*** Data excerpts

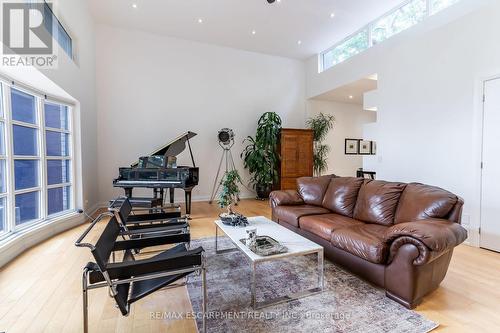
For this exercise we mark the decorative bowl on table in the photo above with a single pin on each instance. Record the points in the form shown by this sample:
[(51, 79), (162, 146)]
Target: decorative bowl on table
[(265, 246), (234, 219)]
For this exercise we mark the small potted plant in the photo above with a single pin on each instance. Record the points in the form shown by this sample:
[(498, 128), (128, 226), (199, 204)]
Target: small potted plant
[(260, 155), (321, 125), (228, 196)]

******

Exercise objective :: Reproduce every line of the records above, requests and format samples unchanged, but scale each coordinate in the answers by 2.6 and round to whole numbers, with halves rounded up. Omit the pictures.

Worked solution ::
For this exercise we mark the decorative bowl on table in the photo above with a single pin on each instance. Record the points in the form shown by this sample:
[(51, 79), (162, 146)]
Target: decorative bowl on table
[(689, 640), (608, 569)]
For this exercise we mark the small potted plant in the photo above with a single pin on each instance. Record the points in the form shown by this sample:
[(498, 128), (128, 226), (199, 204)]
Target: small potted plant
[(676, 403), (835, 325), (593, 510)]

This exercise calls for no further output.